| Extracted text |
# Question (mandolin)



## Josiah (Jan 15, 2015)

I encountered this statement about cooking plantains "I slice the green ones on a mandolin and quickly fry in coconut oil."  What does a mandolin have to do with slicing?


----------



## Vivjen (Jan 15, 2015)

In this meaning; a mandolin is an extremely dangerous kitchen utensil; designed for making very thin slices of vegetables etc, and fingers.
in my experience; to be avoided at all casts...


----------



## Josiah (Jan 15, 2015)

I will follow your advice and use a sharp knife and a cutting board and still be in considerable danger.  BTW this is my first plantain.


----------



## oakapple (Jan 15, 2015)

Agreed, mandolins are way too dangerous! A sharp knife or a cheese type grater is safer.


----------



## jujube (Jan 15, 2015)

I've had a mandolin for years and years and I've never used it.  It scares me to death to get my fingertips and knuckles that near a sharp blade.   I do enough damage to myself with an ordinary grater.


----------



## RadishRose (Jan 16, 2015)

There are some that come with a holder for the food... see video. I have one and there nothing like it for thinly sliced potatoes for gratins.


----------



## Cookie (Jan 16, 2015)

I have a mandolin that I use mainly for my grated potatoes when I make latkes.  I'm not totally at ease with it though, I think it's an irrational fear because it does have a holder for the vegetable, it's very safe and I've never cut myself on it.  I have grated my knuckles many times on an old fashioned grater that hurt like anything, and frequently cut myself with a knife, so I think it's really about being alert and careful no matter what you are cutting with


----------



## QuickSilver (Jan 17, 2015)

| Supplied information |
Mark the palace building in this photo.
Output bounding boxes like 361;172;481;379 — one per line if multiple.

| Tasks to complete |
a: Transcribe the forum thread about kitchen mandolins from "I will follow" to "grater is safer.".
b: Pick up the forum thread about kitchen mandolins where it leaves off and keep writing it.

| Results |
a:
I will follow your advice and use a sharp knife and a cutting board and still be in considerable danger.  BTW this is my first plantain.


----------



## oakapple (Jan 15, 2015)

Agreed, mandolins are way too dangerous! A sharp knife or a cheese type grater is safer.

b:
I love mine and use it all the time.  I like to shave paper thin slices of onions for hamburgers and for salads.  I also make homemade potato chips with it.  I've never cut myself but I can see how that would be pretty nasty is one did..  So I'm super careful with it.  I'm not sure why anyone would be afraid of it.. just  go slow and  be careful is all..  It does a much better job than I could with a knife.. all the slices are uniform.. I could never do that.. NOR get slices so thin.


----------



## Pappy (Jan 17, 2015)

Mine can give you blisters on your fingers.
Wooops, think I got the wrong subject again.


----------



## AZ Jim (Jan 17, 2015)

Don't worry about those mandolins but watch the table saw!!

My left hand


----------



## Pappy (Jan 17, 2015)

Geez Jim. How long ago did you do that?


----------



## Cookie (Jan 17, 2015)

Ouch!  that must have smarted......


----------



## AZ Jim (Jan 17, 2015)

Pappy said:


> Geez Jim. How long ago did you do that?



It's been probably 10 years Pappy.  You talk about pain, all those nerves....
BTW, I really enjoy your vintage pics in Albums.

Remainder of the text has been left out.